Problem requirements:
Output only the lines from the line holding "Question. For every instance of the water, which" through the close of the records, exactly as they appear, with all pictures omitted.

Named-object pointing records:
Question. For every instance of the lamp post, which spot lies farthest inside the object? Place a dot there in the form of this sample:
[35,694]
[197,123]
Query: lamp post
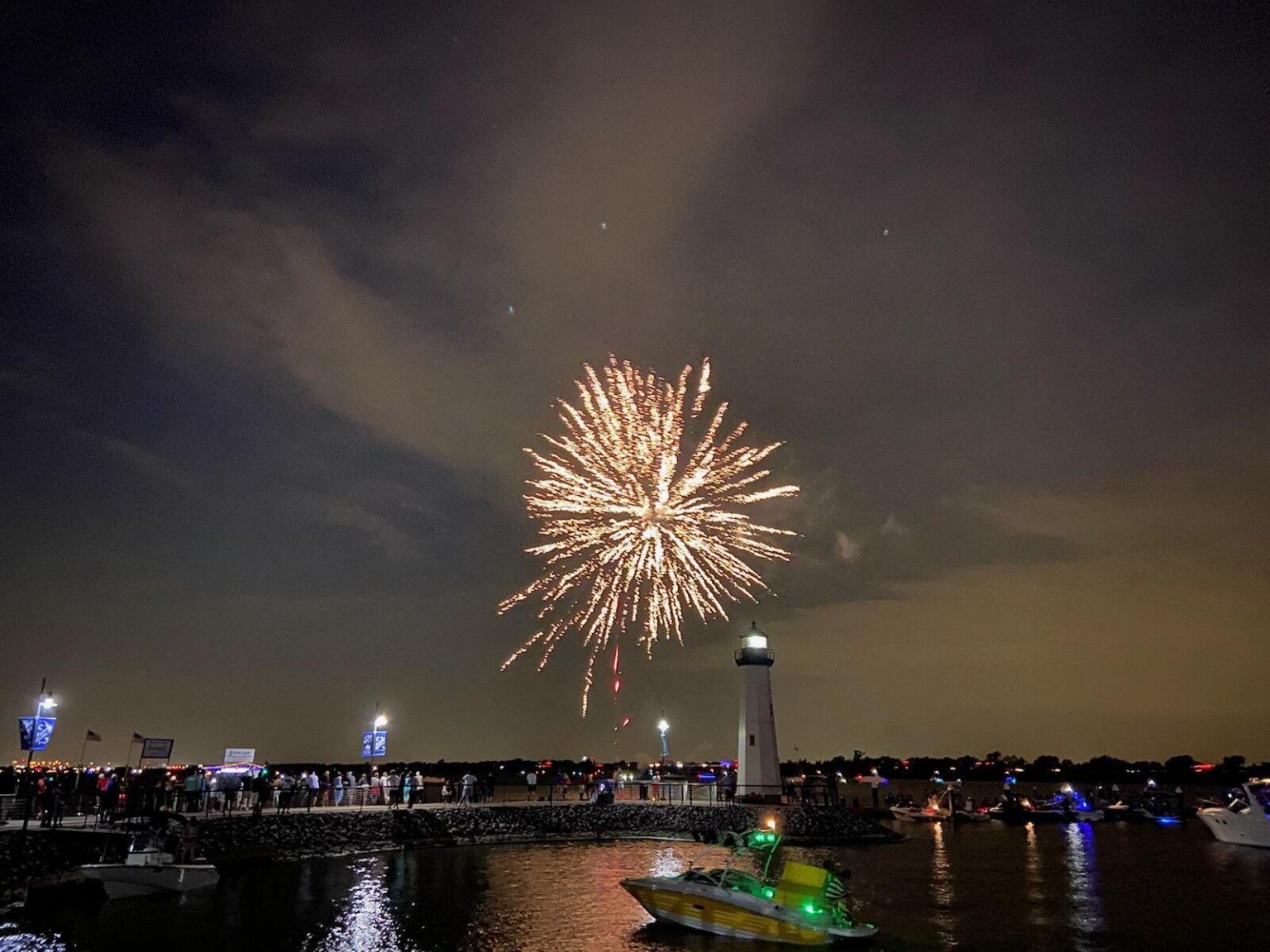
[46,701]
[376,725]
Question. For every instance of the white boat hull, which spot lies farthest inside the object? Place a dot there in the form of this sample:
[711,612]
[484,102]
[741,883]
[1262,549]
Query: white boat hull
[1250,828]
[128,880]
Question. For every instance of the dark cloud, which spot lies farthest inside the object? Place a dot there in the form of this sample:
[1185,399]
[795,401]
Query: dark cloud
[295,287]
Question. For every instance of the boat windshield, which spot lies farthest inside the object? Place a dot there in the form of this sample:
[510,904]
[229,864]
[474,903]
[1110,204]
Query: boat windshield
[1262,795]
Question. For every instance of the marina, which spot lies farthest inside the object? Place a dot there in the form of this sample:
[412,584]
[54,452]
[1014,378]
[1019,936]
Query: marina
[993,888]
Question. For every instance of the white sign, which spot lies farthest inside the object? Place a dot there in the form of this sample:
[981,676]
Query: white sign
[156,750]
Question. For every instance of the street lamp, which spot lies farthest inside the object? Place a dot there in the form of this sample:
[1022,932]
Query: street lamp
[45,703]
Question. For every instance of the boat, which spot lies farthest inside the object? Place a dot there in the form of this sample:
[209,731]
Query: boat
[1245,819]
[1066,807]
[147,869]
[1149,805]
[803,907]
[945,807]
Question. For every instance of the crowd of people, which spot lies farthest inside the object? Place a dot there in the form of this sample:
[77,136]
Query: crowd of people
[107,793]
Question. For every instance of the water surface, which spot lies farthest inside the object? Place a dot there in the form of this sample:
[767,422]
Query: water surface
[1104,888]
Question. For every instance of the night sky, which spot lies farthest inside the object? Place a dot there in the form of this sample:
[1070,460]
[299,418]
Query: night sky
[286,289]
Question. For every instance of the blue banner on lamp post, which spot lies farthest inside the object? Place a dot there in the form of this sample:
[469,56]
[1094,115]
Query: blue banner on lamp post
[35,733]
[375,744]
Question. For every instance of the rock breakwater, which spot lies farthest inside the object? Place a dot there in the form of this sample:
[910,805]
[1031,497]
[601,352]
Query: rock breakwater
[325,833]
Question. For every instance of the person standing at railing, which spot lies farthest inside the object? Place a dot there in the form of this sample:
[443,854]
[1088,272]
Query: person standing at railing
[469,788]
[262,790]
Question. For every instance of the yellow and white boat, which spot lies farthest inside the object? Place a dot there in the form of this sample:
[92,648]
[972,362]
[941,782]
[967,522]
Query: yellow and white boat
[804,907]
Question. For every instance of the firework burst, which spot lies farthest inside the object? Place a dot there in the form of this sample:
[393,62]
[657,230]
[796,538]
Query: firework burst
[640,522]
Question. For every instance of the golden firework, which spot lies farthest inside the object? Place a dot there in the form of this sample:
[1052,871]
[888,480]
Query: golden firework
[639,522]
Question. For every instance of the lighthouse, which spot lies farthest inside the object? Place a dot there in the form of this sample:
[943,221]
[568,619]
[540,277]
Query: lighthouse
[758,774]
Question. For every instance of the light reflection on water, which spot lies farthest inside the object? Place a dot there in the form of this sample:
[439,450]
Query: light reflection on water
[941,890]
[1082,881]
[987,888]
[1034,878]
[367,923]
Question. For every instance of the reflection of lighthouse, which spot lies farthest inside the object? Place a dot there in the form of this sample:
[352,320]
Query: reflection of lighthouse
[758,774]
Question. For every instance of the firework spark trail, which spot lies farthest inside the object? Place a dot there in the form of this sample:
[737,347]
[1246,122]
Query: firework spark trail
[634,530]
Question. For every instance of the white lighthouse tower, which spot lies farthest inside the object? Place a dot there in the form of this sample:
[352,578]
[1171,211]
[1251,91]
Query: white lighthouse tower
[758,772]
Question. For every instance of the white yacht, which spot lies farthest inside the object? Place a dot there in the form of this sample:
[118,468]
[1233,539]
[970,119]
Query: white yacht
[147,871]
[1246,816]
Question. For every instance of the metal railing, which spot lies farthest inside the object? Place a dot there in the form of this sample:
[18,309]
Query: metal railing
[93,809]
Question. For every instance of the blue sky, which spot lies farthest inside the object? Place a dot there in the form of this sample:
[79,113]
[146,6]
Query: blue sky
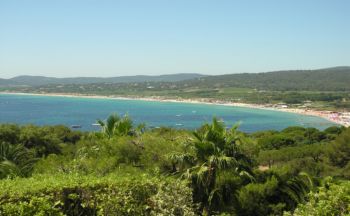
[66,38]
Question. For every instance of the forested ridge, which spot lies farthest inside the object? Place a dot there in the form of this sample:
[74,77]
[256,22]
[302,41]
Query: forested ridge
[328,79]
[128,169]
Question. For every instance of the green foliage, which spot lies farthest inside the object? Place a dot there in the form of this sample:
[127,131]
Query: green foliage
[339,152]
[329,199]
[15,160]
[89,195]
[273,196]
[43,140]
[123,170]
[215,152]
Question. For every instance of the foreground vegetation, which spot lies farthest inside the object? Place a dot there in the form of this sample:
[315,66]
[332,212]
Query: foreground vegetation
[132,170]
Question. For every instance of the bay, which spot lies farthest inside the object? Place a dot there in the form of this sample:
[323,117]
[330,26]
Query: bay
[53,110]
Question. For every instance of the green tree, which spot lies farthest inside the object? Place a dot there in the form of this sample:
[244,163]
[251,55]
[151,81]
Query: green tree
[215,158]
[339,152]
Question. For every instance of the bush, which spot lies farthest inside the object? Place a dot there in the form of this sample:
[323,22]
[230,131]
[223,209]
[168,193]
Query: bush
[89,195]
[331,199]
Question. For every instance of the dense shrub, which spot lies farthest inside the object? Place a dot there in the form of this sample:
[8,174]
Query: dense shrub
[330,199]
[89,195]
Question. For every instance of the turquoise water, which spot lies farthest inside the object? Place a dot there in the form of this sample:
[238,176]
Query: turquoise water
[47,110]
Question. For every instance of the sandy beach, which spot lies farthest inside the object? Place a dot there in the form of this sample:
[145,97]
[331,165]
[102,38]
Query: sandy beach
[341,118]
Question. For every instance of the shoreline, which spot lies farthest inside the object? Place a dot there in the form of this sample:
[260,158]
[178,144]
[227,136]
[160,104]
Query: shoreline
[341,118]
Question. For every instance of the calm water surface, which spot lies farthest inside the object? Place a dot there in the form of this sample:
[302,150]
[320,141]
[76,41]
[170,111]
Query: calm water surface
[47,110]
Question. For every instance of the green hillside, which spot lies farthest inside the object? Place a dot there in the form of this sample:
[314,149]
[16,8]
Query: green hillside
[328,79]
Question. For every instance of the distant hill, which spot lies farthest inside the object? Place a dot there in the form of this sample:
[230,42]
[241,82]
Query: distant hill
[327,79]
[7,82]
[42,80]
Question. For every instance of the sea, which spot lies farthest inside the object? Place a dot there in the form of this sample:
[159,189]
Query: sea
[83,112]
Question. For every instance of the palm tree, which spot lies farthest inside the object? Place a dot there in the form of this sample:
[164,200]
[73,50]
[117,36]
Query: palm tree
[215,152]
[15,160]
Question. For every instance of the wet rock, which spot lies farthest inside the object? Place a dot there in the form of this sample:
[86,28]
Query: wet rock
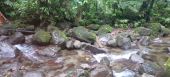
[42,37]
[165,31]
[93,49]
[84,34]
[65,25]
[155,27]
[33,74]
[7,29]
[112,43]
[152,68]
[123,42]
[59,37]
[29,51]
[93,26]
[101,71]
[125,73]
[52,65]
[69,44]
[3,38]
[6,50]
[104,39]
[143,31]
[17,38]
[145,40]
[28,39]
[104,29]
[105,61]
[147,75]
[50,51]
[76,73]
[85,66]
[77,44]
[121,65]
[137,58]
[168,49]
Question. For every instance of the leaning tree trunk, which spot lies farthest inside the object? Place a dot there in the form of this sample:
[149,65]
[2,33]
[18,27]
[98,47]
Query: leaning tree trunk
[149,11]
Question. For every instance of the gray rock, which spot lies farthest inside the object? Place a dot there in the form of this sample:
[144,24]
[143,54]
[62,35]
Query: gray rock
[143,31]
[105,61]
[104,39]
[58,37]
[33,74]
[147,75]
[168,49]
[3,38]
[137,58]
[145,40]
[84,34]
[77,44]
[93,49]
[152,68]
[69,44]
[6,50]
[123,42]
[125,73]
[112,43]
[28,39]
[42,37]
[101,71]
[17,38]
[50,51]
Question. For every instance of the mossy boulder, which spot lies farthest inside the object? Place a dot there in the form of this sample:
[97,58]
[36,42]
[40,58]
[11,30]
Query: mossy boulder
[156,28]
[167,67]
[84,34]
[142,31]
[165,31]
[58,37]
[42,37]
[93,26]
[104,29]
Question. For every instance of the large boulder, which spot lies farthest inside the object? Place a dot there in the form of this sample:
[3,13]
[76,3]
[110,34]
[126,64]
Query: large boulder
[104,29]
[50,51]
[93,26]
[17,38]
[143,31]
[101,71]
[165,31]
[156,28]
[123,42]
[84,34]
[6,50]
[42,37]
[59,37]
[152,68]
[33,74]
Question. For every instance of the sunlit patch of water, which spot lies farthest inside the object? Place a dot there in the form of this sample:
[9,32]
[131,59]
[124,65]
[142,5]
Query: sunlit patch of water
[29,51]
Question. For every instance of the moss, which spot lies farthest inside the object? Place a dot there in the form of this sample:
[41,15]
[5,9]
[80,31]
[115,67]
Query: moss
[93,26]
[42,37]
[104,29]
[84,34]
[156,28]
[165,31]
[167,67]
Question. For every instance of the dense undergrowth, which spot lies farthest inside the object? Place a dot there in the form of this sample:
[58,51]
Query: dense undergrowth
[118,13]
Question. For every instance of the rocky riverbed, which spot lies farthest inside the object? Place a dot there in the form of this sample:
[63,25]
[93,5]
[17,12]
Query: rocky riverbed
[81,52]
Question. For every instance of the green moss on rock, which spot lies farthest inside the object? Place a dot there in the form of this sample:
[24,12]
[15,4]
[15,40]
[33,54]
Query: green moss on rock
[42,37]
[104,29]
[84,34]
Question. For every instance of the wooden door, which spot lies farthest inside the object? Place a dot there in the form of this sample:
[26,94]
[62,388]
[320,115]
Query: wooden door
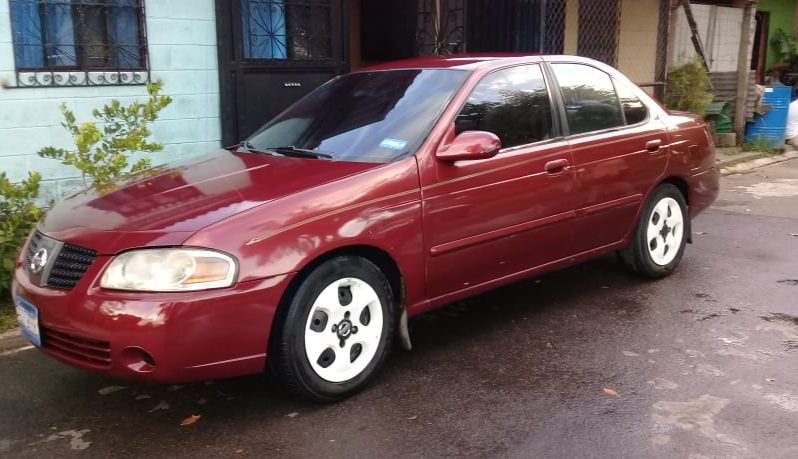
[273,52]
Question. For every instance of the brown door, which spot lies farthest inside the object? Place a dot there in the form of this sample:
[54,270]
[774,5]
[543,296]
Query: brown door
[273,52]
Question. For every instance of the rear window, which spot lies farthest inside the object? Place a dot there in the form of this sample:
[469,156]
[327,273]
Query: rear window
[591,102]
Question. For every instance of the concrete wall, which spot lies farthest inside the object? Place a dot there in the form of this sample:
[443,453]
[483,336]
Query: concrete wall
[719,29]
[637,37]
[637,41]
[182,47]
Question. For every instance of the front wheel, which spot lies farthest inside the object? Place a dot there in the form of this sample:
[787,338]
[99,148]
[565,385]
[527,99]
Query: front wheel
[336,333]
[658,243]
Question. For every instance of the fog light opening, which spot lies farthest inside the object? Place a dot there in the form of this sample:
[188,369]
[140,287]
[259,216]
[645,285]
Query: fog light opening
[138,360]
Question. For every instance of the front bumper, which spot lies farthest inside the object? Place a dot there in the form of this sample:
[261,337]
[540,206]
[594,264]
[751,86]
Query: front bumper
[161,337]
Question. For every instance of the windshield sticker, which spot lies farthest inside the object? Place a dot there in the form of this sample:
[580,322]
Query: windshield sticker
[393,144]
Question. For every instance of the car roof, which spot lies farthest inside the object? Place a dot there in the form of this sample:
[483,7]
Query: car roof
[472,62]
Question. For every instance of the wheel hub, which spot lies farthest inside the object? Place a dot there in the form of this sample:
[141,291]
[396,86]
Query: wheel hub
[344,329]
[665,230]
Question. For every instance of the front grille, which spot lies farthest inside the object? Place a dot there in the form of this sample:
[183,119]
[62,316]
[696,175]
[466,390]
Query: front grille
[91,351]
[65,271]
[33,246]
[70,266]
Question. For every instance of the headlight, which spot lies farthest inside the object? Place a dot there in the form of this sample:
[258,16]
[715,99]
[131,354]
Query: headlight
[169,270]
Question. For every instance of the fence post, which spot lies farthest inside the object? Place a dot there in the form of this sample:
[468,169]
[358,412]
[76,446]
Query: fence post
[743,69]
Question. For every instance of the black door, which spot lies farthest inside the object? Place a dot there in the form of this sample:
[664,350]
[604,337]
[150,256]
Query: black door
[271,53]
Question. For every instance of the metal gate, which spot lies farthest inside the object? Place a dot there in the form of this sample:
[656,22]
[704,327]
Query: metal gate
[271,53]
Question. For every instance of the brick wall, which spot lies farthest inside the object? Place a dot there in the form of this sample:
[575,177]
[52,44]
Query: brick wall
[181,39]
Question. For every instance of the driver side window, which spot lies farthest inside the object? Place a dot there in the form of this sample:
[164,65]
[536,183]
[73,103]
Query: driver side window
[512,103]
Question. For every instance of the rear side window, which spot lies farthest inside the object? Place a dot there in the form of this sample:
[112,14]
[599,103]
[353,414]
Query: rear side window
[634,110]
[589,96]
[512,103]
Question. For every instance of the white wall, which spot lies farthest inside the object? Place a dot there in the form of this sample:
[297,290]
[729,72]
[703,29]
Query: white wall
[181,38]
[719,29]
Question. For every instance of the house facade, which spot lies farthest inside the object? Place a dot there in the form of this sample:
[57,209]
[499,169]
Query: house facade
[86,53]
[230,65]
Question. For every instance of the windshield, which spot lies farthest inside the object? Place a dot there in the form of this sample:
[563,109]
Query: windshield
[367,117]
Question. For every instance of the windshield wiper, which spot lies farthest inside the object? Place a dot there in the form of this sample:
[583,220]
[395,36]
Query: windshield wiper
[288,150]
[291,150]
[253,149]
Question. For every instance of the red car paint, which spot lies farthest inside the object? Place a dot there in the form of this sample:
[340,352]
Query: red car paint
[452,229]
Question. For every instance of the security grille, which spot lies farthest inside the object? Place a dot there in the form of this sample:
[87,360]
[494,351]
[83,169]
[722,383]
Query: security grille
[298,30]
[79,42]
[631,35]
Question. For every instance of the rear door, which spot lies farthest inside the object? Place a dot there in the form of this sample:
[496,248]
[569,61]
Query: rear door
[488,219]
[619,151]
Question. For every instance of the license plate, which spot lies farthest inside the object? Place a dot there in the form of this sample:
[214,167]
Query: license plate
[28,316]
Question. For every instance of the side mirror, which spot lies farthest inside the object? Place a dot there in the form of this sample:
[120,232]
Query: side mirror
[471,145]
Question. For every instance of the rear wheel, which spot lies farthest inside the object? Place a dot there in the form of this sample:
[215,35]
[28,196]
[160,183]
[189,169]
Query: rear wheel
[658,243]
[336,333]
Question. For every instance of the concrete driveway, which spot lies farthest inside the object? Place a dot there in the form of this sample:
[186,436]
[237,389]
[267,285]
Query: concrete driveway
[585,362]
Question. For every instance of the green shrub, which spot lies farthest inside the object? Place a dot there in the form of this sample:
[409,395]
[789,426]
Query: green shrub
[785,47]
[689,88]
[103,147]
[18,216]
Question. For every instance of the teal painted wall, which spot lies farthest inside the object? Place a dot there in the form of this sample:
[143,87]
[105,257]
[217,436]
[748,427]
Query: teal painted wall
[782,16]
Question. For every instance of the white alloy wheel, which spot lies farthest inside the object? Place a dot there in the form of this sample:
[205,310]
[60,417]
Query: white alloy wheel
[665,231]
[343,330]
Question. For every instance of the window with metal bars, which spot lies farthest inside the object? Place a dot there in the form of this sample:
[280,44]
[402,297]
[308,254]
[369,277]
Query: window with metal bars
[287,29]
[74,35]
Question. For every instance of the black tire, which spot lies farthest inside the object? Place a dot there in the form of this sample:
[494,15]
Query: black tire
[637,256]
[289,361]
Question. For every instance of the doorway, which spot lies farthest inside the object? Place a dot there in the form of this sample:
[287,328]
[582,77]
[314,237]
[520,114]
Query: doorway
[273,52]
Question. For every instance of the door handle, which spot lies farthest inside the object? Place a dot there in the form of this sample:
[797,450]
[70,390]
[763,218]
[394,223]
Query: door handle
[557,166]
[653,146]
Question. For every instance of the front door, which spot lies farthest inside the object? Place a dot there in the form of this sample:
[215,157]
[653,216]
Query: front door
[489,219]
[273,52]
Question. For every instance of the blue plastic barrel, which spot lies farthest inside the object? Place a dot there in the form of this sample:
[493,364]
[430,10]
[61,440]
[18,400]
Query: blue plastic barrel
[772,126]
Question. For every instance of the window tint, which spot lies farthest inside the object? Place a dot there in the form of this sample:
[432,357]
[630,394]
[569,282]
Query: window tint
[589,96]
[511,103]
[633,108]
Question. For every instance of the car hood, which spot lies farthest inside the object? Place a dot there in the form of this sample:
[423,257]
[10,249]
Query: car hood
[167,204]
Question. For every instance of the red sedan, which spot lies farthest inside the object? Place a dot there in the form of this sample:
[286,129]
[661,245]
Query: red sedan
[381,195]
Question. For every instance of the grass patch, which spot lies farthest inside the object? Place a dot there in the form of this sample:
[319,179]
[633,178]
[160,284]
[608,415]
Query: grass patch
[762,146]
[8,317]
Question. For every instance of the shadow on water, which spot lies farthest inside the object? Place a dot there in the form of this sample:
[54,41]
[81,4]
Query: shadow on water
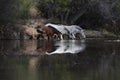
[59,60]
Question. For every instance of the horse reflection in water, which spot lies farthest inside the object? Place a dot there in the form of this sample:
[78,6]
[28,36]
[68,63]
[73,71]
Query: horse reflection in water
[68,46]
[48,47]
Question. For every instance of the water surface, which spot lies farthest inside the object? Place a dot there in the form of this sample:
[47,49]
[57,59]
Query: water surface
[93,59]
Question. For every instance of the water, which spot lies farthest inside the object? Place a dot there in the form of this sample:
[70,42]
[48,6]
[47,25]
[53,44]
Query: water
[93,59]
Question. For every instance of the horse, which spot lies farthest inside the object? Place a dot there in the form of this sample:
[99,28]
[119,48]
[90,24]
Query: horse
[48,32]
[72,31]
[75,31]
[59,28]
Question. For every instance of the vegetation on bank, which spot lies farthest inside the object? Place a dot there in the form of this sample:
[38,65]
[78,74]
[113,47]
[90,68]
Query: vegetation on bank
[102,16]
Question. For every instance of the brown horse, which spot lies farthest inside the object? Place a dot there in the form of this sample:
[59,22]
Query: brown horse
[47,32]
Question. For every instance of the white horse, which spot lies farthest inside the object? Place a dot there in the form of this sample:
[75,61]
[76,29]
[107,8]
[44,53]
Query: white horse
[74,29]
[68,30]
[60,28]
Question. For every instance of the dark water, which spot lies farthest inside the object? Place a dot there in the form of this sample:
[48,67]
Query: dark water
[93,59]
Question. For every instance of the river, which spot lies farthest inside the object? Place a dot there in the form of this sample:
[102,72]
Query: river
[90,59]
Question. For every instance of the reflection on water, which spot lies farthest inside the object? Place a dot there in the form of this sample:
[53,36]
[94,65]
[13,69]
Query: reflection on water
[33,60]
[34,47]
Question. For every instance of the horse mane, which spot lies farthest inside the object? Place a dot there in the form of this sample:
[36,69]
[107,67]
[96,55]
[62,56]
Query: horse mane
[55,30]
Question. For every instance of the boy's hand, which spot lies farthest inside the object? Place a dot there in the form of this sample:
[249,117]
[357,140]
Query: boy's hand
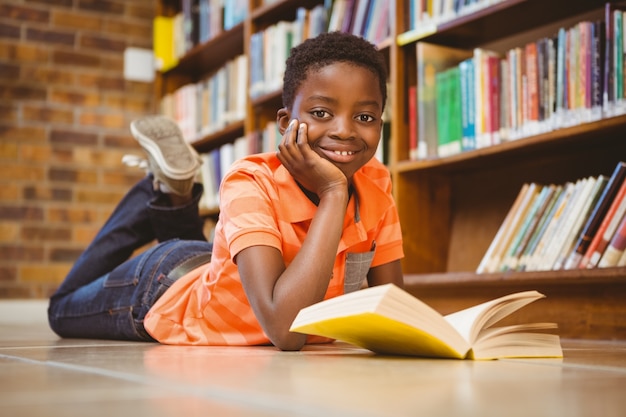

Result below:
Question. For every instance of the water, which spot lies farthest inside the object? Place a dot there in the form of this sample:
[70,42]
[48,6]
[47,25]
[53,44]
Query: water
[93,59]
Question. For every instance of the horse, which spot lies farthest inside the object? Place a dot there in the form of this sample:
[99,28]
[119,48]
[90,24]
Query: horse
[48,32]
[72,31]
[75,31]
[59,28]
Question. For every instance of the vegetation on bank, which spot lies farthest inside the object? Place a dot there in the form of this sample:
[38,65]
[78,74]
[113,47]
[90,68]
Query: vegetation on bank
[102,16]
Question. For every instance of the brown horse, which spot lies farthest inside the object? Place a dot there in the form of this sample:
[59,22]
Query: brown horse
[47,32]
Question. For every instance of the white horse, which spot lies farthest inside the object? Place a dot there in the form of this sample:
[75,61]
[76,29]
[107,8]
[44,53]
Query: white horse
[74,29]
[68,30]
[60,28]
Question. For every instance of the dark water, which spot lies farthest inside the object? Place a dot there in the form of this sample:
[48,67]
Query: dark water
[93,59]
Question. For every instance of the river, which spot lies farthest inside the object? Place a dot there in the form of this sample:
[102,72]
Query: river
[90,59]
Question. For every instance of the reflection on water, which spot lies farthest inside the object? Place a dot there in the form of this sample:
[53,36]
[94,65]
[13,69]
Query: reflection on water
[33,60]
[34,47]
Question. For every instance of the horse mane, which spot lies farthest inside the object? Place a dot there in the form of this sample:
[36,69]
[107,67]
[96,55]
[62,56]
Query: horse mane
[55,30]
Question. For every instance of the boy's hand, which spot lies farthest inside the object? Place a dot there in the form of this sample:
[249,117]
[357,140]
Query: boy's hand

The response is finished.